> **REQUIRED WORK**
- 1) In the passage about the Painters' arbitration lawsuit, what did the Ninth Circuit panel decide in its July 30, 2010 ruling?
- 2) Please write out the part of the Painters lawsuit passage starting with "After the NLRB" and going on through "to compel arbitration.".

** PROVIDED PASSAGE follows **

After the NLRB judge ruled, the Painters requested arbitration under the expired labor agreement to determine whether employees of FSI and the other contractors remain represented by the Painters.  At no time had the Painters filed a grievance under the expired labor agreement on the issue they sought to arbitrate.  The Painters did, however, file a lawsuit nearly a year after the agreement expired to compel arbitration.
 
The federal district court in Las Vegas dismissed the lawsuit on summary judgment, as the representation issue was already pending at NLRB.  The Painters appealed to the Ninth Circuit Court of Appeals.  In December 2009 the Ninth Circuit held oral argument on the case.  Then, in a July 30, 2010 ruling, the Ninth Circuit's three judge panel ruled that the lawsuit was properly dismissed by the district court.  The Court observed that the representation sought by the Painters through arbitration was the same presented as an issue in the pending NLRB case now on appeal.  The Court acknowledged NLRB supremacy on questions of representation as well as labor policy favoring arbitration of labor disputes.  The Court advised that not all representation issues would be barred from arbitration.  However, under the circumstances in the present case, the Court determined that the NLRB was the better forum to determine the question of ongoing union representation and whether it has been achieved by a card check consistent with NLRB standards.

** End of PROVIDED PASSAGE **
** ENTRIES SUPPLIED follows **

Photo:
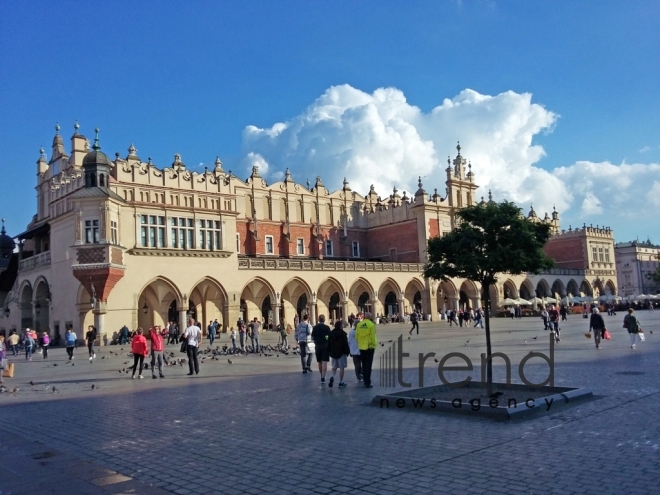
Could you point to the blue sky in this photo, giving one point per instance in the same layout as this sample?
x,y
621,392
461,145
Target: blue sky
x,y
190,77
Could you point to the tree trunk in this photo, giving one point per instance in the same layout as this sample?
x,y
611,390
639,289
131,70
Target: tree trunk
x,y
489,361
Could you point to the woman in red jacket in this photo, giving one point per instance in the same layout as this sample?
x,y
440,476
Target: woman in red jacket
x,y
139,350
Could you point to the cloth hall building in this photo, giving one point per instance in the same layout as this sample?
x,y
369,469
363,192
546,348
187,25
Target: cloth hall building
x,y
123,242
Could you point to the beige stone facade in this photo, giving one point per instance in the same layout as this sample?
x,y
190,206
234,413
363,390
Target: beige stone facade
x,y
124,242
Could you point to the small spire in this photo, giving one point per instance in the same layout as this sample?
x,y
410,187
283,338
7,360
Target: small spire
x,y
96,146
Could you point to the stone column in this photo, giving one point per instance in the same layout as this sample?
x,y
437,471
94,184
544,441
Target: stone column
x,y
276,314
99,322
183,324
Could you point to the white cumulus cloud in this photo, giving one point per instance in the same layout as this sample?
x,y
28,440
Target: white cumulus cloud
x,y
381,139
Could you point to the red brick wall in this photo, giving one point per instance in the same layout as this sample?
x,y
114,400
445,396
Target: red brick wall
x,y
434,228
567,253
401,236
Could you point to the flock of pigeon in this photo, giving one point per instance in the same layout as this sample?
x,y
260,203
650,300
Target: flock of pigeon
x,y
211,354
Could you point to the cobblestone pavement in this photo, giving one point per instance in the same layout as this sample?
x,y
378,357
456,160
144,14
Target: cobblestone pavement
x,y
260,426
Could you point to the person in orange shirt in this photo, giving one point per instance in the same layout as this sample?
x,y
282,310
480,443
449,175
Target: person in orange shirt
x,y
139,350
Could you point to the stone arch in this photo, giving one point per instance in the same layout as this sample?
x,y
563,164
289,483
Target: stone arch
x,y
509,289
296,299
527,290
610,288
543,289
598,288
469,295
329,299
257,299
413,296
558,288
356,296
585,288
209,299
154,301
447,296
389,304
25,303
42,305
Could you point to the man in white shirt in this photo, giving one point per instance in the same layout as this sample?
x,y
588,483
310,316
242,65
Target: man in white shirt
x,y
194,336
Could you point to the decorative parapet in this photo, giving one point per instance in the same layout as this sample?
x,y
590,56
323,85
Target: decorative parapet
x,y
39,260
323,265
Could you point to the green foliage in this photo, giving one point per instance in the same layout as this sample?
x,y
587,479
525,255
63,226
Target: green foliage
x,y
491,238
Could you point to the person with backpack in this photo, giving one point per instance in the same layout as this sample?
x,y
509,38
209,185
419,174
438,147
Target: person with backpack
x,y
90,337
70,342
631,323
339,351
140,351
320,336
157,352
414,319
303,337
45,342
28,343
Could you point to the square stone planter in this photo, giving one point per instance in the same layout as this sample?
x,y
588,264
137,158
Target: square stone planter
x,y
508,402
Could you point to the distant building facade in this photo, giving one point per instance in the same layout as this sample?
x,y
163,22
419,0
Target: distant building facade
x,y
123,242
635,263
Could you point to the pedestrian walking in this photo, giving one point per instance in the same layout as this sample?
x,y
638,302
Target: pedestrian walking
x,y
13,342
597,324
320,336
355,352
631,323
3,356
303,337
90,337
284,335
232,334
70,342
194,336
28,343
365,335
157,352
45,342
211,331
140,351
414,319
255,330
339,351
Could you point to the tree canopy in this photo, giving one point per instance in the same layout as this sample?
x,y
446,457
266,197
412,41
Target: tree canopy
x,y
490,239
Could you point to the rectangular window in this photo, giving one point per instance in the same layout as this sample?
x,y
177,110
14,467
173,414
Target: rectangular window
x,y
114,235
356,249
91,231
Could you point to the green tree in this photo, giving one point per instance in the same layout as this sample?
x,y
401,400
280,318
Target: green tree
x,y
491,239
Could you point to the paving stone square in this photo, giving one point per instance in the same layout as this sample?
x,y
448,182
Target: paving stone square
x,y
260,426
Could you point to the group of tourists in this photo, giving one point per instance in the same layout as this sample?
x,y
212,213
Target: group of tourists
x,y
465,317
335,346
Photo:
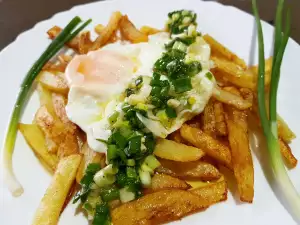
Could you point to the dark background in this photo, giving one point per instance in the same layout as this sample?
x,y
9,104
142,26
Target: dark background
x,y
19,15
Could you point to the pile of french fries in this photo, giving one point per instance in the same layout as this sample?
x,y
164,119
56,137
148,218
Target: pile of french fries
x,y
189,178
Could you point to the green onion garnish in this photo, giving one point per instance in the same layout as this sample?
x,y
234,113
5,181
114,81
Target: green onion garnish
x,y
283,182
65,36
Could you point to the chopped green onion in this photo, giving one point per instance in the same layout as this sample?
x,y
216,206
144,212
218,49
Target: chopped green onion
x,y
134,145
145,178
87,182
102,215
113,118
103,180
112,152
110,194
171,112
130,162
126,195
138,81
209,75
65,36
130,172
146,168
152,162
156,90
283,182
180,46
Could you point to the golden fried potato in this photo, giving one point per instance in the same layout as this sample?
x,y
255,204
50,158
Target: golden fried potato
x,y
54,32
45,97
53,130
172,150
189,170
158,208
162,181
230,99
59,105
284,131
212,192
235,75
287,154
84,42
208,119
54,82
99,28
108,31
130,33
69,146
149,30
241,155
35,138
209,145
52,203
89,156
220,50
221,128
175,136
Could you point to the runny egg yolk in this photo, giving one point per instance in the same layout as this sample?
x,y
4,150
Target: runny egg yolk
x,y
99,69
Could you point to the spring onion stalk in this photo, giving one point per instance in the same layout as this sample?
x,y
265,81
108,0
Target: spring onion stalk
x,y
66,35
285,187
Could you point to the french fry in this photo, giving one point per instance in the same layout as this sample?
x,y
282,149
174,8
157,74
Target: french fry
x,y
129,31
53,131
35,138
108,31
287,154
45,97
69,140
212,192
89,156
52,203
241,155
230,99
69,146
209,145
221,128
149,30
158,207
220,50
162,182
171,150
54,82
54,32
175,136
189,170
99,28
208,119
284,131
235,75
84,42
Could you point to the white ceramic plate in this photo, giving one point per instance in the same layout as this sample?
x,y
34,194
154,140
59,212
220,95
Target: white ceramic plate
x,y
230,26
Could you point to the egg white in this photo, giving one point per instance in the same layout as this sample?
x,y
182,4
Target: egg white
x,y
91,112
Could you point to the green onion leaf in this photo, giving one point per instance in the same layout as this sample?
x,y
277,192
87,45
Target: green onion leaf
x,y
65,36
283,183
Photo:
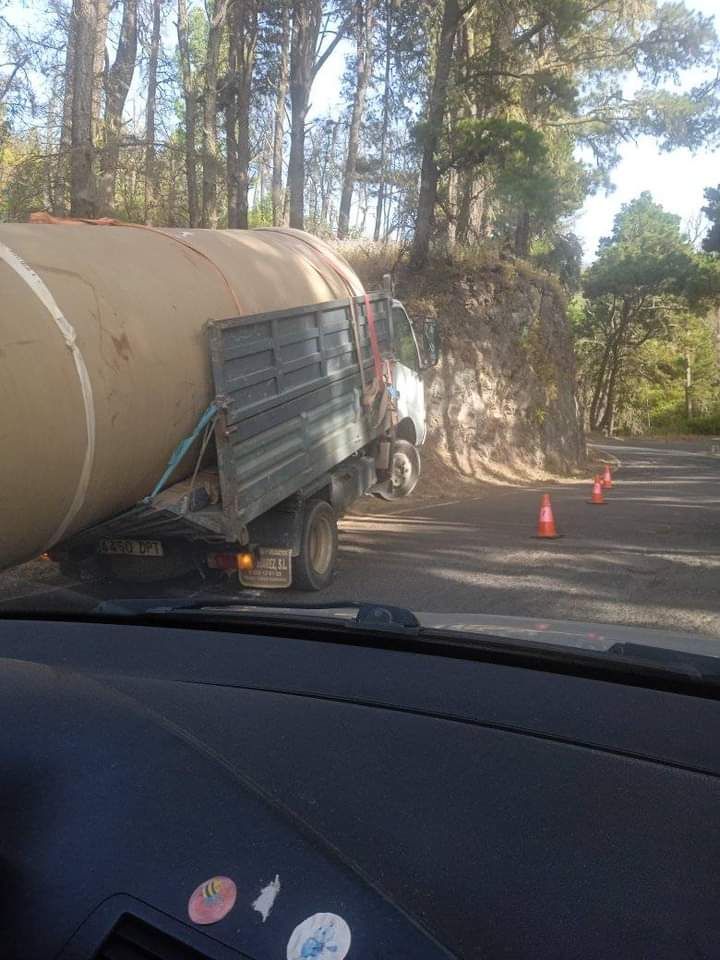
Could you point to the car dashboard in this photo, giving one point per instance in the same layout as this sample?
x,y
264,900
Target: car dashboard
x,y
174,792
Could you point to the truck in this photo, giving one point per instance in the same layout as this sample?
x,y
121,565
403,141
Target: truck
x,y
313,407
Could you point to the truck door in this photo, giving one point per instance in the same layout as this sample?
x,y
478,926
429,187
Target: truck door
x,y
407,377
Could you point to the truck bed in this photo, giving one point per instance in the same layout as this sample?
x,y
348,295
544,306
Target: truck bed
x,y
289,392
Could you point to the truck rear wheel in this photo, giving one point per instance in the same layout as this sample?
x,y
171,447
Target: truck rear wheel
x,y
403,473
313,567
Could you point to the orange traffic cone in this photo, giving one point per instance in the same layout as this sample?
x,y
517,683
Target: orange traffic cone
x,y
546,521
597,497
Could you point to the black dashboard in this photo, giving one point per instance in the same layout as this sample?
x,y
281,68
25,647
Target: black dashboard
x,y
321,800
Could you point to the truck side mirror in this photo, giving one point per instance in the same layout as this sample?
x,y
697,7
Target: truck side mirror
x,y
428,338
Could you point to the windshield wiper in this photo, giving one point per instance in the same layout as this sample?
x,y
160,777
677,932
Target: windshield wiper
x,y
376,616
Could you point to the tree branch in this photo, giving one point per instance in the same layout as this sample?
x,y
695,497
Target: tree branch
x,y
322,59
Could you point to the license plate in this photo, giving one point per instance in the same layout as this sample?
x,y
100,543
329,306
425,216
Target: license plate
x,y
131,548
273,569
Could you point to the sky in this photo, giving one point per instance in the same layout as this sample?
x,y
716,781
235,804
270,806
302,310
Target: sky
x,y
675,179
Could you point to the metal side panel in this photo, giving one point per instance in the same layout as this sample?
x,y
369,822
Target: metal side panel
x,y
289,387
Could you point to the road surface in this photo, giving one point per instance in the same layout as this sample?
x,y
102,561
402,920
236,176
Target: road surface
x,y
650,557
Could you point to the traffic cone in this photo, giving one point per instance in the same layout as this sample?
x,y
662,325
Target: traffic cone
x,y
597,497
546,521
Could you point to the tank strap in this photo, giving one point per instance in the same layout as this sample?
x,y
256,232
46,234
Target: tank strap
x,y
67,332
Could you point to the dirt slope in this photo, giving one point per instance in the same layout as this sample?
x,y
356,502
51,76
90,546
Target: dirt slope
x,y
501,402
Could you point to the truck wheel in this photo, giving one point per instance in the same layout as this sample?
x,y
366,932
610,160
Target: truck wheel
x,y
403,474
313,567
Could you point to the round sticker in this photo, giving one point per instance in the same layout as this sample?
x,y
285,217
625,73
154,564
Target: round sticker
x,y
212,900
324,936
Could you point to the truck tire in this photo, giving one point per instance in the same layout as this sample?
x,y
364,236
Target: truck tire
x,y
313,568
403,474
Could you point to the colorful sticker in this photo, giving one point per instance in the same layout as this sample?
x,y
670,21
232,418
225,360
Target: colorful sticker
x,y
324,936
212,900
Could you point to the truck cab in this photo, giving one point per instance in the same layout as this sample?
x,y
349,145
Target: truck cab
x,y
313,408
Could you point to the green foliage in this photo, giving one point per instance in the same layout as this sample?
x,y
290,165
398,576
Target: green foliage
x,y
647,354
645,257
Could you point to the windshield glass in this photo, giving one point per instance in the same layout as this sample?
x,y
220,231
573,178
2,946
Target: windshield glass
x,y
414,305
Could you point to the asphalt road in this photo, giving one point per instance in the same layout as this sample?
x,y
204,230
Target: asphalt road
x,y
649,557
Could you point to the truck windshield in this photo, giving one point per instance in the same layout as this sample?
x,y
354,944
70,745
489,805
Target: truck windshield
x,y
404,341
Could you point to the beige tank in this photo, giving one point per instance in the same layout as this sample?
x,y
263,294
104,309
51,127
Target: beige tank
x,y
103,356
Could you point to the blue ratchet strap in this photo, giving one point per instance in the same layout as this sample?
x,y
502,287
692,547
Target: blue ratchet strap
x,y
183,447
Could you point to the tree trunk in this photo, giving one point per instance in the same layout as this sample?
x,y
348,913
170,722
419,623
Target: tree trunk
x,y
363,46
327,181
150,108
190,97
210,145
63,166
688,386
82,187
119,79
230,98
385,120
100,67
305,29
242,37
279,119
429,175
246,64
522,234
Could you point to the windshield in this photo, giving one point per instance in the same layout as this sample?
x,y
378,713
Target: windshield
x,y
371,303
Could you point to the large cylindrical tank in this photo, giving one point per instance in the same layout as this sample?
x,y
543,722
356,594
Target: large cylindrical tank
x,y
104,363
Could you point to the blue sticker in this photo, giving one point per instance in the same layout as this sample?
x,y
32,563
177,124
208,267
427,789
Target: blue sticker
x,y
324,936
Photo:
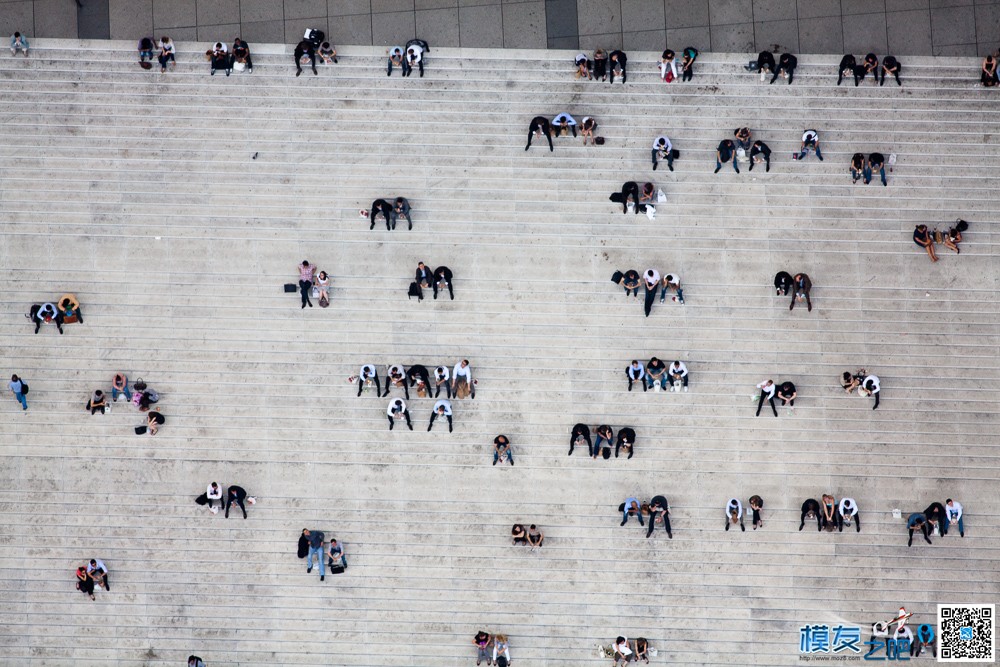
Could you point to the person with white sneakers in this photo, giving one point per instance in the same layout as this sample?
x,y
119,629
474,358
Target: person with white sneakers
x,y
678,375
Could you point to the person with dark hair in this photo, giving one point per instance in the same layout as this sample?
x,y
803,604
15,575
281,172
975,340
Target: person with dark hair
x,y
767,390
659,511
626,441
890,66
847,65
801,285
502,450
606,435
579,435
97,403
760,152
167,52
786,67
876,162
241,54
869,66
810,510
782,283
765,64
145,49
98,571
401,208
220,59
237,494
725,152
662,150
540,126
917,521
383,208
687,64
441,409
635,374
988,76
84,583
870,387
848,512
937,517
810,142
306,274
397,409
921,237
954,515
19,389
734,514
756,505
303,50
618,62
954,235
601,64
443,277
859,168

** End of ENTRIES SUPPLIED **

> **ANSWERS TO THE EXERCISES**
- 1) It ruled that the district court had properly dismissed the lawsuit.

- 2)
After the NLRB judge ruled, the Painters requested arbitration under the expired labor agreement to determine whether employees of FSI and the other contractors remain represented by the Painters.  At no time had the Painters filed a grievance under the expired labor agreement on the issue they sought to arbitrate.  The Painters did, however, file a lawsuit nearly a year after the agreement expired to compel arbitration.